(Saved data entries)
======

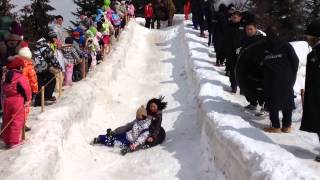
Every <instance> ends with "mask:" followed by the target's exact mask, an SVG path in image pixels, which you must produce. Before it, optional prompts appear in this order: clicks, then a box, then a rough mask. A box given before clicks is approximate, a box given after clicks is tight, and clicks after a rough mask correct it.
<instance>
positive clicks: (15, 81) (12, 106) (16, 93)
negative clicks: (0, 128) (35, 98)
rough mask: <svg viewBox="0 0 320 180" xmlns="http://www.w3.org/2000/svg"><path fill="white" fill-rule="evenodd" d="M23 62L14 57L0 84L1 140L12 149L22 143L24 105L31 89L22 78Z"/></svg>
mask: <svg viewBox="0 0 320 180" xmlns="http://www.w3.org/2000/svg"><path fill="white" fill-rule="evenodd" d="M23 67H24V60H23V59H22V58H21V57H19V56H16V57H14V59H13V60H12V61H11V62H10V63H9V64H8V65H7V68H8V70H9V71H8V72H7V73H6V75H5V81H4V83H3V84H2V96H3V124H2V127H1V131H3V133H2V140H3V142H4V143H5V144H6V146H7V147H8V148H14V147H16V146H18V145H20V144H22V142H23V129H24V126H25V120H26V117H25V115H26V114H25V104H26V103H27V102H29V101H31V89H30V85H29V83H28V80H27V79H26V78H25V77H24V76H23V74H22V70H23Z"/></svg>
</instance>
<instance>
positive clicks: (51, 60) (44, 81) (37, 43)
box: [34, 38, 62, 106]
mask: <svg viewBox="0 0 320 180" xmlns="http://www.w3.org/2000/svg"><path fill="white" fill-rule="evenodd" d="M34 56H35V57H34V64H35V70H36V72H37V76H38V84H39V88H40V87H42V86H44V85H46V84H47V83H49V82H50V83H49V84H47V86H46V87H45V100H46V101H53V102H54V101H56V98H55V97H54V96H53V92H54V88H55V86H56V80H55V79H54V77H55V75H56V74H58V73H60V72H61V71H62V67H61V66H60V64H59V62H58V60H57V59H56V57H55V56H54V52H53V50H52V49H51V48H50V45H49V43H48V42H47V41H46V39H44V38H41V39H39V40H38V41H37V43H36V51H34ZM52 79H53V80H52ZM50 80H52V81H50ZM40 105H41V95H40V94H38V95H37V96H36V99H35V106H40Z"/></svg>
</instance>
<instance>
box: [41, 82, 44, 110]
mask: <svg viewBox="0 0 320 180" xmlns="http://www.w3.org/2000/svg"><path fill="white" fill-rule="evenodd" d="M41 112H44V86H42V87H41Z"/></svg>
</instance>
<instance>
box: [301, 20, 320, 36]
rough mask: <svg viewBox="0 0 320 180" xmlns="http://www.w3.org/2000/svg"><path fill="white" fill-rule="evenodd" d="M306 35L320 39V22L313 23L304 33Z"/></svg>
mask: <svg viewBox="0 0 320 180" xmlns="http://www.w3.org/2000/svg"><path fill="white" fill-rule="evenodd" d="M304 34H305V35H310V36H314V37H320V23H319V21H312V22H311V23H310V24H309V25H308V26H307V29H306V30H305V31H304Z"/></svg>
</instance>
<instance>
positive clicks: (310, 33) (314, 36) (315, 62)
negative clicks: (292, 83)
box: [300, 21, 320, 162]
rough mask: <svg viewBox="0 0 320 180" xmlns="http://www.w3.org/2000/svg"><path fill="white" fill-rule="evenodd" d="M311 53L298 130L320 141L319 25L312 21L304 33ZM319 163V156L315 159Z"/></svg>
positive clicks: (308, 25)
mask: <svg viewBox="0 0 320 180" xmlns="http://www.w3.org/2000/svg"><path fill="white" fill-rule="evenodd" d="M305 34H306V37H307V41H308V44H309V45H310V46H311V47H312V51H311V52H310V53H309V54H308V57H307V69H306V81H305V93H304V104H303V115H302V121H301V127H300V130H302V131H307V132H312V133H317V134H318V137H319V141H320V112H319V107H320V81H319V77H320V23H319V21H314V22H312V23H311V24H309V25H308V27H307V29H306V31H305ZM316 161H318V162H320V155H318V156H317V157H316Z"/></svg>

======

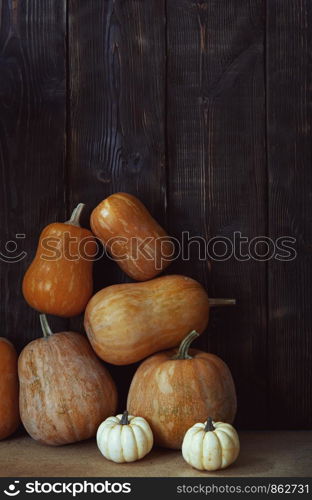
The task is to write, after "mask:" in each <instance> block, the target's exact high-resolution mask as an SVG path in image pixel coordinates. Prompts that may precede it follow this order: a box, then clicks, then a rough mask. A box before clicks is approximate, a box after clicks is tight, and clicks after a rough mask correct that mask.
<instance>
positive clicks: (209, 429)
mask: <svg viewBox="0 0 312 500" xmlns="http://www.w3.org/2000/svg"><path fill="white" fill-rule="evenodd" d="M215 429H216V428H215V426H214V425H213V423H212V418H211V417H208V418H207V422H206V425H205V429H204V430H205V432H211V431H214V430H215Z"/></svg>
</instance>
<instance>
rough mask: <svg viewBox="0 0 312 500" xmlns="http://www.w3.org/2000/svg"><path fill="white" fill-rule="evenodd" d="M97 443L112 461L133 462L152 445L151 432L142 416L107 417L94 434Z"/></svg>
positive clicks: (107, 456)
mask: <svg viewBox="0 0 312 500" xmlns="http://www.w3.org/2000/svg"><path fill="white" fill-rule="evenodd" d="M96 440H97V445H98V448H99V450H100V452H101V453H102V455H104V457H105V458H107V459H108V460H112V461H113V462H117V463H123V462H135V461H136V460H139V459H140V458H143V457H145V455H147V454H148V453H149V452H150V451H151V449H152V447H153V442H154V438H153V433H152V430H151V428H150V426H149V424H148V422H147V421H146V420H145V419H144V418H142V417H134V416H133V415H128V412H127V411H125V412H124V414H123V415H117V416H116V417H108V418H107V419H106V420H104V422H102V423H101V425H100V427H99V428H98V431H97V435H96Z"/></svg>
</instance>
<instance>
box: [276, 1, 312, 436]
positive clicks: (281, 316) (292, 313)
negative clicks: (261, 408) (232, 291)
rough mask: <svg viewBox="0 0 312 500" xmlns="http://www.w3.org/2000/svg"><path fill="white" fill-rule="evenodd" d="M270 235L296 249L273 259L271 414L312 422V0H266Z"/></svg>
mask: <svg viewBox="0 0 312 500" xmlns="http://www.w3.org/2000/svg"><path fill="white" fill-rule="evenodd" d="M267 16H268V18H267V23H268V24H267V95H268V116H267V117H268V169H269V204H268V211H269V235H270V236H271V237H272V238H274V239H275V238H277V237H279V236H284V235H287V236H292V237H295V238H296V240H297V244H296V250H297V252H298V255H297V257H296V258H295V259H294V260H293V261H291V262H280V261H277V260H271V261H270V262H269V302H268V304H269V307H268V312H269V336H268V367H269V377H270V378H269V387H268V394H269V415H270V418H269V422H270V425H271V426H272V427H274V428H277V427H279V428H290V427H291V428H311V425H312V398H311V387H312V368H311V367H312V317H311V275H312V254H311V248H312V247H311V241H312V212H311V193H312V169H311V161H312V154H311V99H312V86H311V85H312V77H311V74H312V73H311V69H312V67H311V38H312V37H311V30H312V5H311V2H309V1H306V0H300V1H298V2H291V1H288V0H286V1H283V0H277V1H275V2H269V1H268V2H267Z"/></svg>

======

Check each line above for the string "negative", then copy the ones that have it.

● EXERCISE RESPONSE
negative clicks: (0, 128) (35, 98)
negative clicks: (292, 83)
negative clicks: (261, 408) (232, 291)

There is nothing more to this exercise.